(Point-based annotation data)
------------------------------------------------------------
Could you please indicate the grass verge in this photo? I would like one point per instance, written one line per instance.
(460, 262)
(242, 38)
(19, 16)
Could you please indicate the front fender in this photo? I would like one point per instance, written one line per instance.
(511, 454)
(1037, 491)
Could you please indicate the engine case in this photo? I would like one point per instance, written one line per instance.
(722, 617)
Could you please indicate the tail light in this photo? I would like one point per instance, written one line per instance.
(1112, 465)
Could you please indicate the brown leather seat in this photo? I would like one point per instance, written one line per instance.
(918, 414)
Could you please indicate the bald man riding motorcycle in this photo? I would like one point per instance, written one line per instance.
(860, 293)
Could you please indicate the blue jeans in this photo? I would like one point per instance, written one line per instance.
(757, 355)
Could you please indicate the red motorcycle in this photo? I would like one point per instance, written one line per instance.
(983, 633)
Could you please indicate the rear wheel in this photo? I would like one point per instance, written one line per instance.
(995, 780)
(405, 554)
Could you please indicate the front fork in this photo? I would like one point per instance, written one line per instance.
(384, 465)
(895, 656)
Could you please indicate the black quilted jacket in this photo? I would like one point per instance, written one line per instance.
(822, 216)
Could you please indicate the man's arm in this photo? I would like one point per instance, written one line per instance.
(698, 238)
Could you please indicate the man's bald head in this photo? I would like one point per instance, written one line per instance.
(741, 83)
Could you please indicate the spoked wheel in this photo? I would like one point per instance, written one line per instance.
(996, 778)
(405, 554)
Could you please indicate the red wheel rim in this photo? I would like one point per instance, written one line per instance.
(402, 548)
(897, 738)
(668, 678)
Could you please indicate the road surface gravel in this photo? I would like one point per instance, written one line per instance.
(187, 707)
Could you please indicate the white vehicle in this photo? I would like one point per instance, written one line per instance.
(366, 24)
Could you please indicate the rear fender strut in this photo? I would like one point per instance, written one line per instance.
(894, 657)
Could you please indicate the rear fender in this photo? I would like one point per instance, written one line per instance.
------------------------------------------------------------
== THE REQUEST ==
Restate the whole listing exactly.

== RESPONSE TO THE TASK ==
Could you please indicate the grass verge in this photo? I would like one point per instance, written one line per instance.
(460, 262)
(242, 38)
(19, 16)
Could you please indicate the front fender in this photo? I would like one point per instance, written one line per instance.
(511, 454)
(1037, 491)
Could you please indicate the engine case in this photo? I would like one point per instance, written one line per instance.
(722, 617)
Could you please indicate the tail light in this photo? I would like one point per instance, written one line per instance.
(1112, 465)
Could you please indicate the brown leather seat in this photo? I would like one point per instance, written one line per instance.
(918, 414)
Could you please indicate the bald man riding motorcycle in this photo? I would like one point per instance, written one line per instance.
(860, 293)
Could you please indicate the blue jeans in this photo? I would like one point per instance, written one line per instance.
(757, 355)
Could you please indicate the red motorcycle in this photo? I would like one point per instance, written one line per instance.
(983, 633)
Could you please indicate the rear wheel in this photo? I would like one point per instance, written one line per instance.
(995, 780)
(405, 554)
Could you please indicate the front fork in this photo? I would like one point per instance, written one line per instance.
(384, 465)
(895, 656)
Could you please indicate the black quilted jacket in this photo? I would like one point per instance, written one line per instance.
(822, 216)
Could you please indicate the man's arm in this photo? I would like one point per instance, written one line per instance.
(698, 238)
Could you please indicate the man's bald head in this photo? I would like one point per instance, written one line per instance.
(741, 83)
Could you please indicate the spoked wheel in this photo? I would like one point per instance, written one line per instance.
(996, 778)
(405, 554)
Could you please indicate the red wheel rim in this photo? I would like one point per instance, written one line per instance.
(402, 548)
(897, 738)
(668, 678)
Could you please indicate the road surface gravel in this photo? I would like one point per instance, written one line per instance.
(187, 707)
Could you please indicate the white vehicle in this photo? I would like one point per instance, written one line per instance.
(366, 24)
Could you please indicate the rear fender strut in this photo? I would like one point per instance, written one line per instance.
(894, 657)
Could you please indicate the rear fender in this photo? I would like one point per instance, written one line per instance.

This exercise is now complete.